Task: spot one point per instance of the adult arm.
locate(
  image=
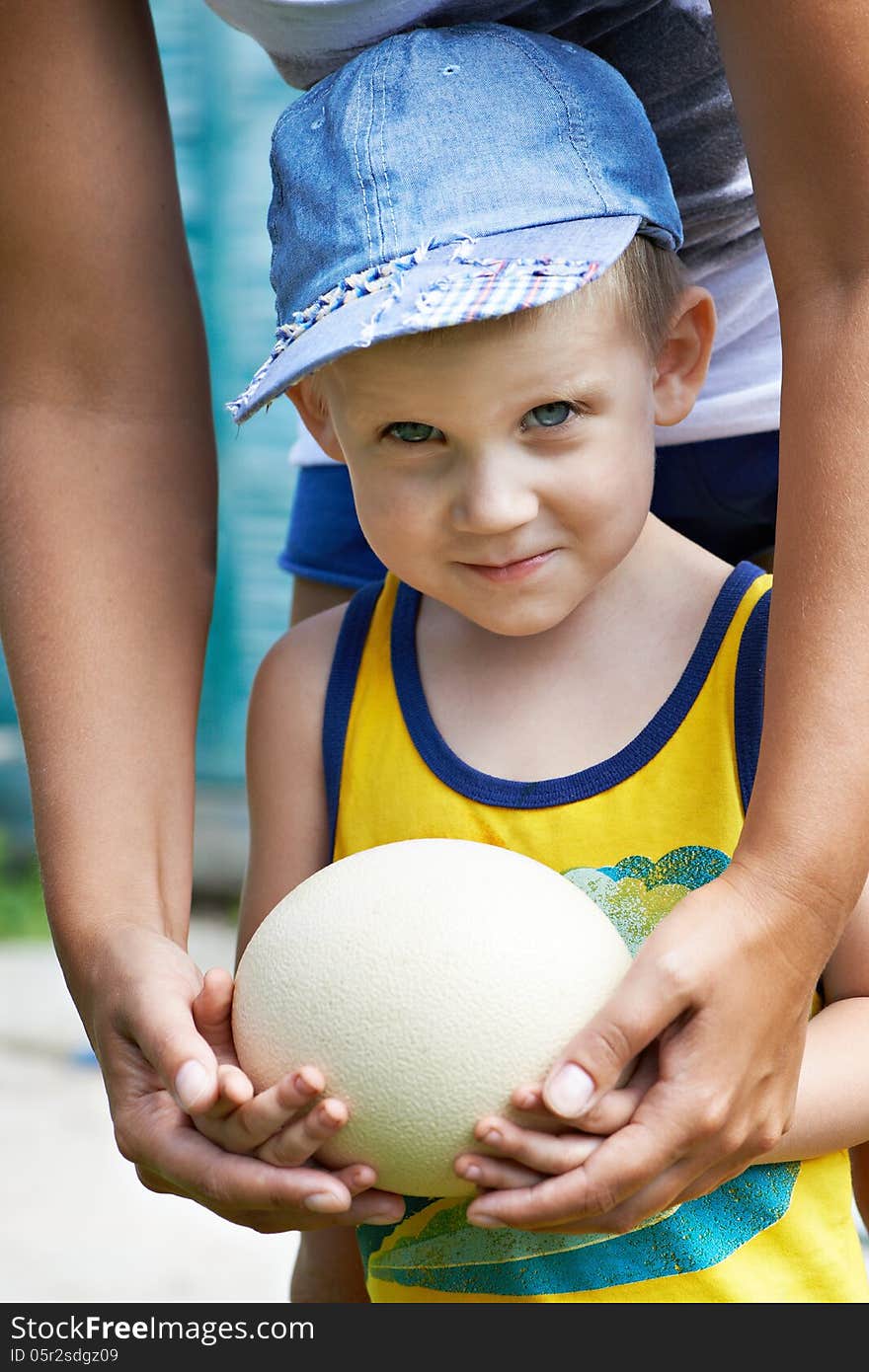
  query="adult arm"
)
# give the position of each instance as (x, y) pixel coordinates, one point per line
(108, 535)
(725, 981)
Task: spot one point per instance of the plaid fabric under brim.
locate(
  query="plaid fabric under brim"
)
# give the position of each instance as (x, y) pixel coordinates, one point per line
(434, 288)
(499, 287)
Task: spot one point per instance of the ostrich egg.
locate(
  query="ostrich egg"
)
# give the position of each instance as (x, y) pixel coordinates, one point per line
(428, 980)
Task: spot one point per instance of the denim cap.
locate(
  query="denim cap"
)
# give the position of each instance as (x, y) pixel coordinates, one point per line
(445, 176)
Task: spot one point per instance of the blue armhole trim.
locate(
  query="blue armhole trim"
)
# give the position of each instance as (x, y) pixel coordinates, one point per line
(749, 696)
(340, 692)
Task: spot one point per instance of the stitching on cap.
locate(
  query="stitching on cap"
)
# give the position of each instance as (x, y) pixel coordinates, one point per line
(383, 169)
(358, 173)
(583, 152)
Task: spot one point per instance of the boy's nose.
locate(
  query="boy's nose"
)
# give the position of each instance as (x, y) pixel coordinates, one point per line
(493, 496)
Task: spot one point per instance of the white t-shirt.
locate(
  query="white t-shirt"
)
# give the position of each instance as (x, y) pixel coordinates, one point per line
(669, 53)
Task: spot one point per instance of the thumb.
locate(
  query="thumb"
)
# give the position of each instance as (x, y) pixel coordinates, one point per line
(166, 1036)
(600, 1055)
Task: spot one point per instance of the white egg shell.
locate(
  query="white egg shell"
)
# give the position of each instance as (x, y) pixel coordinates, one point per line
(426, 978)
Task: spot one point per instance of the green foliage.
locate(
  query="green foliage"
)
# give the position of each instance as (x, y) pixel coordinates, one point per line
(22, 908)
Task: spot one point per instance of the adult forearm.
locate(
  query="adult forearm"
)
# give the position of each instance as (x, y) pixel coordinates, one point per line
(806, 830)
(106, 580)
(108, 470)
(832, 1098)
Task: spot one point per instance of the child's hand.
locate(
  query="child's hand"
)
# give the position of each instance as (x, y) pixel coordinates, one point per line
(524, 1154)
(285, 1124)
(161, 1075)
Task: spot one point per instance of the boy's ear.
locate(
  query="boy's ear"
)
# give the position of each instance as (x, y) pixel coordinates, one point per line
(684, 358)
(315, 415)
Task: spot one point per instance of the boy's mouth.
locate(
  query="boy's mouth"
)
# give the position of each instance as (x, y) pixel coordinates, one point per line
(511, 571)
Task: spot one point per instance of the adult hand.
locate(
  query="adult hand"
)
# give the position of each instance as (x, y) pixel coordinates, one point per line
(157, 1066)
(724, 985)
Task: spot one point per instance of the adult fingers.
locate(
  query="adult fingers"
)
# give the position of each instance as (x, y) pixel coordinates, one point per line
(256, 1193)
(643, 1005)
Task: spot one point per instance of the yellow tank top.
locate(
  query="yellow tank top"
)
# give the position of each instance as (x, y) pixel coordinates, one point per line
(636, 833)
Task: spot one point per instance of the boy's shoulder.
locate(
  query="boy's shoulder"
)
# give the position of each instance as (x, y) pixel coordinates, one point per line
(295, 670)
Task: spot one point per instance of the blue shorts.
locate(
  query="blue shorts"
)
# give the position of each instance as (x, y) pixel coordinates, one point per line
(721, 495)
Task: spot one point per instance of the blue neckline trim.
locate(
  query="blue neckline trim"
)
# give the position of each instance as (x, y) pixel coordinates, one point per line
(556, 791)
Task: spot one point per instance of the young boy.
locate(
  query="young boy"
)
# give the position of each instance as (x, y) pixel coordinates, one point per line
(546, 665)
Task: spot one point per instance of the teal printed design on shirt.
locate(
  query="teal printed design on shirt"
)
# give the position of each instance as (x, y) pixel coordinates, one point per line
(637, 892)
(452, 1256)
(447, 1255)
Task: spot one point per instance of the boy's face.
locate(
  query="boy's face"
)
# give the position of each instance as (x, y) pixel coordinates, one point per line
(503, 468)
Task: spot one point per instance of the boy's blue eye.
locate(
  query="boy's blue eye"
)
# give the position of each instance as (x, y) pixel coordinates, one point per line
(412, 432)
(548, 416)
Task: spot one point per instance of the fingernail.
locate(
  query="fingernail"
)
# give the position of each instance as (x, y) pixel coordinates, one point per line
(323, 1202)
(570, 1090)
(470, 1171)
(190, 1084)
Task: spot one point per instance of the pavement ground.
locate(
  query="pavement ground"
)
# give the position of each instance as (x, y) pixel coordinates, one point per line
(77, 1225)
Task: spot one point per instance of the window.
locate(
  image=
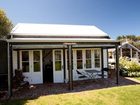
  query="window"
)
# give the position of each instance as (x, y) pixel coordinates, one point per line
(97, 54)
(68, 60)
(58, 61)
(36, 61)
(88, 58)
(79, 59)
(25, 61)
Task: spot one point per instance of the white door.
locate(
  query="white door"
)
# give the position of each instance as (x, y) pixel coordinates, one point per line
(31, 64)
(58, 71)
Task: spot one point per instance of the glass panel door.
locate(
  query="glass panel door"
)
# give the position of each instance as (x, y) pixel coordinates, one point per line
(97, 58)
(88, 58)
(79, 59)
(58, 64)
(36, 61)
(25, 61)
(58, 72)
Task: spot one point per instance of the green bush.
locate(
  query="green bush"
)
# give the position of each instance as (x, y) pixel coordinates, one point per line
(131, 67)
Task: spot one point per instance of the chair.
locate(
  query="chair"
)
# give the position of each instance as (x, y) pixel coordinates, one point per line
(81, 75)
(104, 70)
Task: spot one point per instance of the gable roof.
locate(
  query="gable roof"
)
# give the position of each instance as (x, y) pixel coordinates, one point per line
(56, 30)
(127, 44)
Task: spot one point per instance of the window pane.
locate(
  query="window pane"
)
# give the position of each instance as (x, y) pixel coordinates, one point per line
(79, 54)
(57, 55)
(58, 65)
(88, 58)
(36, 56)
(79, 59)
(97, 58)
(79, 64)
(68, 61)
(88, 63)
(25, 56)
(88, 54)
(97, 63)
(36, 61)
(25, 66)
(36, 66)
(25, 61)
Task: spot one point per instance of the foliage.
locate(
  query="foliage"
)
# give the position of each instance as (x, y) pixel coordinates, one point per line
(5, 24)
(124, 95)
(132, 39)
(18, 79)
(131, 67)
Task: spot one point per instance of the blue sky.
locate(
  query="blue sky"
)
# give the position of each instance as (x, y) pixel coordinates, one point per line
(115, 17)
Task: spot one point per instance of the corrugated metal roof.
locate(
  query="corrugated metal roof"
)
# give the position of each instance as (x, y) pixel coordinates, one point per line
(27, 29)
(60, 40)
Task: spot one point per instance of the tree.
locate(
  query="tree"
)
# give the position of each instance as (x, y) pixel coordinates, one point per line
(5, 24)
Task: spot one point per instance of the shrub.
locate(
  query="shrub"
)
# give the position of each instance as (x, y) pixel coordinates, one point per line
(131, 68)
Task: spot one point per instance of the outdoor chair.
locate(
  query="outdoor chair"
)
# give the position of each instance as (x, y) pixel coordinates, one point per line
(104, 70)
(81, 75)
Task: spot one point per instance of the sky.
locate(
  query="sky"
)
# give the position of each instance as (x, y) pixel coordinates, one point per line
(115, 17)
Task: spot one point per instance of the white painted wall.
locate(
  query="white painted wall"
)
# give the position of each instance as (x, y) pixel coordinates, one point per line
(14, 61)
(105, 58)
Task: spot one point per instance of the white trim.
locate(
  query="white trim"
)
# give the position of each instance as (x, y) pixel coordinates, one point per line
(31, 76)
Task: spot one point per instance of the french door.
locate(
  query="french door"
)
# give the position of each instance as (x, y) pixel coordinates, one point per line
(31, 64)
(58, 71)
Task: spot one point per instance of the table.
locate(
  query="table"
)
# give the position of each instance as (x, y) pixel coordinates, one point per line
(92, 73)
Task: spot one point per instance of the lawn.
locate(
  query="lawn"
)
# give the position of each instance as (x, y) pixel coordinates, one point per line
(138, 78)
(124, 95)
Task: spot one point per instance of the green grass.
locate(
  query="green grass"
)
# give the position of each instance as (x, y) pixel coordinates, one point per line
(125, 95)
(138, 78)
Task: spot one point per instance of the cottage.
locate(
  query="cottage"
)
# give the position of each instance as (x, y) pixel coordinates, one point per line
(130, 51)
(53, 53)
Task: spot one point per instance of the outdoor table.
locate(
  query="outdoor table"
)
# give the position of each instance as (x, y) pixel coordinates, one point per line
(92, 73)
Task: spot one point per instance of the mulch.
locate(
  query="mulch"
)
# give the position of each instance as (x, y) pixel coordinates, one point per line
(35, 91)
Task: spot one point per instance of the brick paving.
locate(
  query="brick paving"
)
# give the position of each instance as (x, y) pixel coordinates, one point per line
(35, 91)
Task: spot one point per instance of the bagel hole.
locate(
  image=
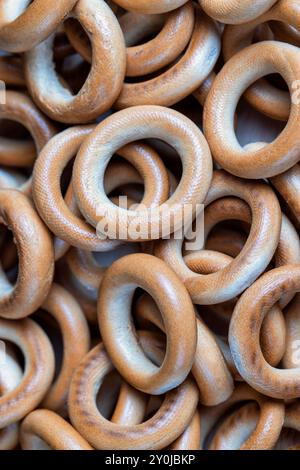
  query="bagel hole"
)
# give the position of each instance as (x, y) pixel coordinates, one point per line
(72, 70)
(253, 126)
(15, 352)
(133, 191)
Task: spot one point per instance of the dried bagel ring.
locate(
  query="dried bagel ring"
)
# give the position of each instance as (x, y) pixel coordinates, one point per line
(269, 425)
(155, 433)
(232, 81)
(117, 288)
(49, 200)
(127, 126)
(153, 55)
(183, 77)
(263, 96)
(106, 76)
(245, 330)
(210, 371)
(252, 260)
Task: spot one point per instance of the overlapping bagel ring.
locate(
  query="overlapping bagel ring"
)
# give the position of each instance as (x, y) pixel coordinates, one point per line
(268, 428)
(254, 258)
(155, 54)
(182, 78)
(99, 90)
(213, 388)
(142, 337)
(109, 136)
(232, 81)
(155, 433)
(50, 202)
(244, 334)
(116, 291)
(269, 100)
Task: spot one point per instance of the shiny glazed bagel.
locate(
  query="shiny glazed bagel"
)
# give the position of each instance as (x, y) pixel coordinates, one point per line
(24, 24)
(46, 430)
(127, 126)
(36, 257)
(106, 76)
(263, 96)
(245, 330)
(142, 59)
(150, 6)
(159, 431)
(235, 11)
(255, 256)
(114, 315)
(210, 371)
(182, 78)
(38, 372)
(237, 75)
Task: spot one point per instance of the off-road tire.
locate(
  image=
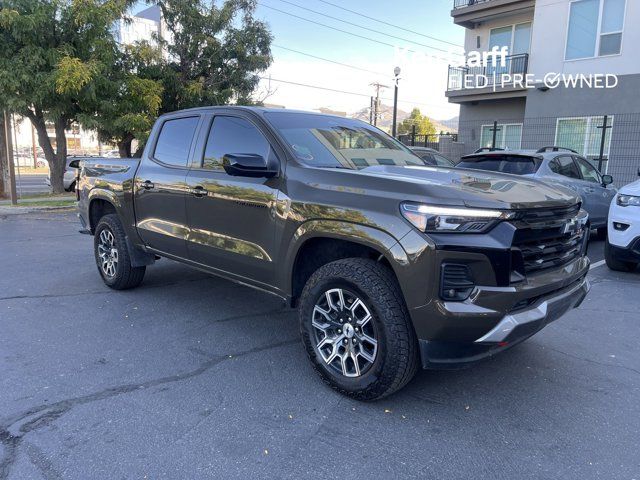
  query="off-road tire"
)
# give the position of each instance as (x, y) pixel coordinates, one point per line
(397, 358)
(125, 275)
(614, 263)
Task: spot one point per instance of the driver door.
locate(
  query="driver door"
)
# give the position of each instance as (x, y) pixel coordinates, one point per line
(232, 219)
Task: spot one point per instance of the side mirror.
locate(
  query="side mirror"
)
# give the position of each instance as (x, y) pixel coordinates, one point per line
(249, 165)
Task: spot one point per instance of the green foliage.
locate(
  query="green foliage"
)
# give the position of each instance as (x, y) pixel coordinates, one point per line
(54, 55)
(423, 124)
(215, 52)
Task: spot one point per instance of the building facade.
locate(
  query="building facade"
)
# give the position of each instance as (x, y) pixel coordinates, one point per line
(574, 38)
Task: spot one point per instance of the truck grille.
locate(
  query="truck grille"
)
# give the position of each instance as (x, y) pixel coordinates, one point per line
(543, 239)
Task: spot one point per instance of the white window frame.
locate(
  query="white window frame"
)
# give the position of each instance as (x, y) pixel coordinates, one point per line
(598, 33)
(503, 131)
(513, 35)
(585, 144)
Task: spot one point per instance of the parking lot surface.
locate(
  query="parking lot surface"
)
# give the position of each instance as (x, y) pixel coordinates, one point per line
(192, 376)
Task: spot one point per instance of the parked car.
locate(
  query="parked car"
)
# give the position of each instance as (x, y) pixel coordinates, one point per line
(70, 173)
(555, 165)
(432, 157)
(622, 248)
(391, 264)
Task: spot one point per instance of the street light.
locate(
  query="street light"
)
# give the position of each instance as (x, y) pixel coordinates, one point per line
(396, 72)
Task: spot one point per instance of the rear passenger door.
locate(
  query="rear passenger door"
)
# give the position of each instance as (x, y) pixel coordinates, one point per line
(160, 186)
(232, 219)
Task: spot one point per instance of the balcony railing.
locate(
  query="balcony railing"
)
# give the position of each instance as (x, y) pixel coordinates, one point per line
(467, 3)
(474, 78)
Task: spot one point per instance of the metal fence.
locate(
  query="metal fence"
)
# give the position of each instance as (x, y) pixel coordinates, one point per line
(429, 141)
(611, 142)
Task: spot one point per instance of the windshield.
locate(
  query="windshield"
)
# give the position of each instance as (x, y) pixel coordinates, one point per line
(325, 141)
(515, 165)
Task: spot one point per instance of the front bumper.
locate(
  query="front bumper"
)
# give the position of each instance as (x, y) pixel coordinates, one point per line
(510, 330)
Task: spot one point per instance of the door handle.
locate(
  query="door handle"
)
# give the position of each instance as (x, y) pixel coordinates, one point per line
(199, 191)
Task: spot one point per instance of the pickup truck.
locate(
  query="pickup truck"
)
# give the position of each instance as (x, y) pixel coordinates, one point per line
(392, 264)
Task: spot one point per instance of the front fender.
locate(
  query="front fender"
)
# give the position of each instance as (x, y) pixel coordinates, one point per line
(374, 238)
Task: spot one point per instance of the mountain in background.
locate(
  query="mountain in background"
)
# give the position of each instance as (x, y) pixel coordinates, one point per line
(385, 119)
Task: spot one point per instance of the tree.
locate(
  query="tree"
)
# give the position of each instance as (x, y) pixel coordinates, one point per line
(54, 55)
(214, 53)
(132, 105)
(423, 124)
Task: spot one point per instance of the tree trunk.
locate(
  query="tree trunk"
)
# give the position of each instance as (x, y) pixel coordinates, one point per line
(57, 159)
(124, 146)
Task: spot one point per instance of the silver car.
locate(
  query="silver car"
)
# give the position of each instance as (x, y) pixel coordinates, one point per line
(553, 165)
(432, 157)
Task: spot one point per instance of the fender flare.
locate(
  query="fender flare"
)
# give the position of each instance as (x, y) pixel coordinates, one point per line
(371, 237)
(138, 256)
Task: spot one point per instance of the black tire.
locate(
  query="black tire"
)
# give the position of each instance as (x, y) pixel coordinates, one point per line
(614, 263)
(396, 358)
(124, 275)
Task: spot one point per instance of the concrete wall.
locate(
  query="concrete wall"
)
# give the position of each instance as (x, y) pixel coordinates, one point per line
(625, 98)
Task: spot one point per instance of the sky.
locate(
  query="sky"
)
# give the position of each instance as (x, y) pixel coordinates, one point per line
(422, 79)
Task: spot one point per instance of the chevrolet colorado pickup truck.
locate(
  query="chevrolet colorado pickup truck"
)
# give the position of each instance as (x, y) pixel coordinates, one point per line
(392, 264)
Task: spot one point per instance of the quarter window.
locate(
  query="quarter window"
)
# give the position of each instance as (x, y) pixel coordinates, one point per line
(174, 141)
(595, 28)
(589, 173)
(566, 167)
(233, 135)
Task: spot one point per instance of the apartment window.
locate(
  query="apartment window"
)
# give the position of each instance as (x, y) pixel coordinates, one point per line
(507, 136)
(583, 135)
(595, 28)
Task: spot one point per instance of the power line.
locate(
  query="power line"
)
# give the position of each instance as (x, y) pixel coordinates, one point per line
(389, 24)
(346, 31)
(335, 90)
(330, 61)
(361, 26)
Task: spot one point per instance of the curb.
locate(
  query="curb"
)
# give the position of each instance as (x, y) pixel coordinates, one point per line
(22, 210)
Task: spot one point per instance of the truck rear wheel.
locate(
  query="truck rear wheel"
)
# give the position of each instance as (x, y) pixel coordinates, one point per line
(112, 256)
(356, 329)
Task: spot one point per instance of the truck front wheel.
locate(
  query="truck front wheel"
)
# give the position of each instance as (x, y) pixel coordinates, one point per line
(112, 256)
(356, 329)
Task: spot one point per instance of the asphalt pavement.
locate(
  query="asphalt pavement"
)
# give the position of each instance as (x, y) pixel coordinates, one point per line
(192, 376)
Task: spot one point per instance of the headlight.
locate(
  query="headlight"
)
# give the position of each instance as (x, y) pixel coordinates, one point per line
(628, 200)
(428, 218)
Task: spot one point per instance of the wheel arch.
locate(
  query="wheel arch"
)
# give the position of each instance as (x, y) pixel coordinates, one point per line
(318, 242)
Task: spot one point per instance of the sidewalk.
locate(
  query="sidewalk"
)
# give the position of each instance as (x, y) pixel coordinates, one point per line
(38, 204)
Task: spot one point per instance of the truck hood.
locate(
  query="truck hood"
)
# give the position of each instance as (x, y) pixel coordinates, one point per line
(473, 188)
(631, 189)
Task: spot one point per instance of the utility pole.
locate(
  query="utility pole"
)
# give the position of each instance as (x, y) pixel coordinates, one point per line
(396, 73)
(8, 155)
(376, 110)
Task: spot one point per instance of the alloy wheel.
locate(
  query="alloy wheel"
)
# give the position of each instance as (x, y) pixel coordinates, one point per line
(344, 332)
(108, 253)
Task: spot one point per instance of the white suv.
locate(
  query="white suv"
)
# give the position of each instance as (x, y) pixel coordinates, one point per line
(622, 249)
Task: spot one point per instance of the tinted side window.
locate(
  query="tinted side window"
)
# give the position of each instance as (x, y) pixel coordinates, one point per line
(589, 173)
(174, 141)
(566, 167)
(233, 135)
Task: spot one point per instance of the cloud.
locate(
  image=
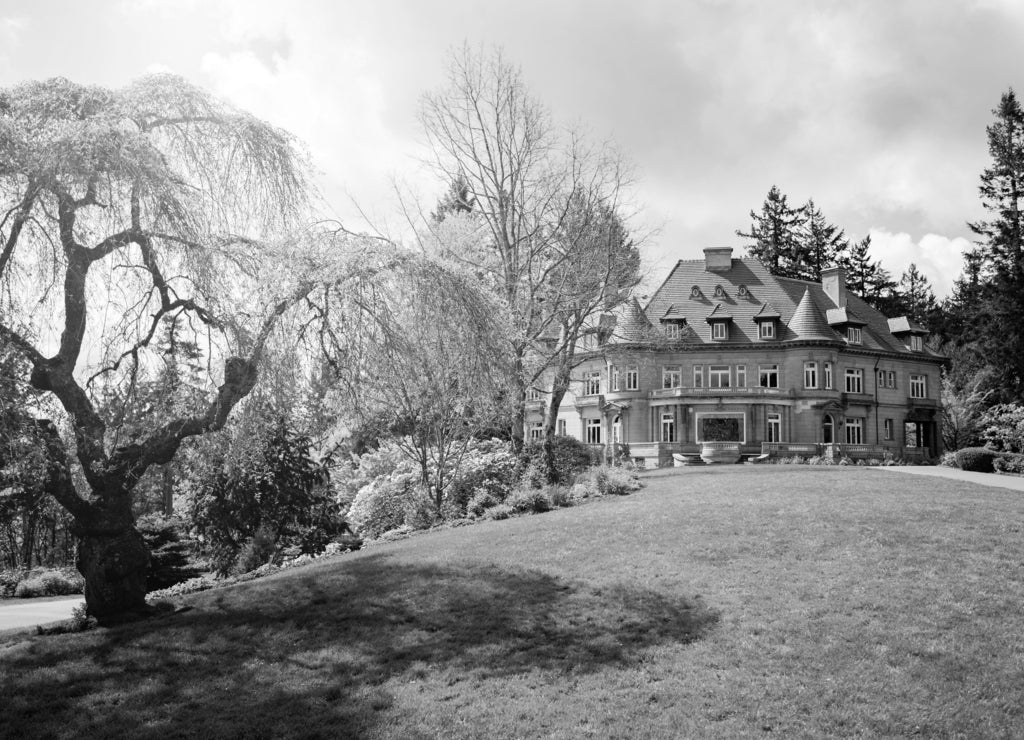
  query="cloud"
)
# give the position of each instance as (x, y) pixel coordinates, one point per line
(939, 258)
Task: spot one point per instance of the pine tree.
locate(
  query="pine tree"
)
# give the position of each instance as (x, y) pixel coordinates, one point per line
(821, 244)
(864, 276)
(776, 235)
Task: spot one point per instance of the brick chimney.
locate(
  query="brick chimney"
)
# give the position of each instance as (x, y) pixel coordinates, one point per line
(718, 259)
(834, 284)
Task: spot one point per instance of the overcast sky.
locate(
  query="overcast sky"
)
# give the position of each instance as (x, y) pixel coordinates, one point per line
(876, 110)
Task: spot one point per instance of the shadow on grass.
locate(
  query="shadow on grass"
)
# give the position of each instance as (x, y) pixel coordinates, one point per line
(321, 654)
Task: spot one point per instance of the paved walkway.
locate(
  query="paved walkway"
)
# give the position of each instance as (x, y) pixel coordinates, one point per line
(1013, 482)
(29, 612)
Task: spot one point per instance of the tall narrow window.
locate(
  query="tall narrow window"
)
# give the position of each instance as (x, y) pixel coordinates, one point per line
(854, 431)
(668, 428)
(633, 379)
(718, 376)
(810, 375)
(854, 380)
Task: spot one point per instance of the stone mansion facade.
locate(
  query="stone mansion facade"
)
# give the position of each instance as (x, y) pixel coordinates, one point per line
(726, 354)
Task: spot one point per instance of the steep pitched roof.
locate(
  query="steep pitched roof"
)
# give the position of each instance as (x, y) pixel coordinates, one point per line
(808, 322)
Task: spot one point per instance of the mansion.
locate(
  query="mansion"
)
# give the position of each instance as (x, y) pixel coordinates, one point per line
(726, 355)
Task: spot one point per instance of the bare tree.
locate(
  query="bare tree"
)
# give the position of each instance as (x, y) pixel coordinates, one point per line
(536, 192)
(124, 209)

## TO BE DONE
Repeat exactly, and only, the lines of the records above, starting with the line that contains "Task: spot one point per instance of the paved" and ending with the final line, both included.

## RESPONSE TO THIS TASK
Task: spot one point per instance of the paved walkway.
locate(
  query="paved walkway"
)
# give the position of each instance as (x, y) pixel coordinates, one point per line
(1013, 482)
(29, 612)
Task: spot one point per instance of the tall narrow window.
locate(
  query="tall narrow window"
)
# give the position of each instance as (x, y) pixel coordinates, one point per line
(854, 431)
(668, 428)
(633, 379)
(718, 376)
(810, 375)
(854, 380)
Task: spot one point per instance of the stone mansion facade.
locate(
  query="stone mansion facade"
)
# give the position of each instance as (x, y) pixel coordinates, one point per line
(726, 354)
Task: spot one point per instance of the steep pitched roof.
locate(
  query="steep pitched roof"
)
# give the position of each instance as (x, y) pixel coordinates, one point per line
(808, 322)
Task: spot one point per instance of the mansion.
locate(
  query="mansion"
)
# give the position of each instance as (x, y) pixel coordinates, one point per line
(726, 355)
Task: spot one point per instance of the bare tree.
locate(
  query="bare tree"
)
# give the position of each instance as (x, y) pixel coordinates, one point per line
(536, 192)
(124, 209)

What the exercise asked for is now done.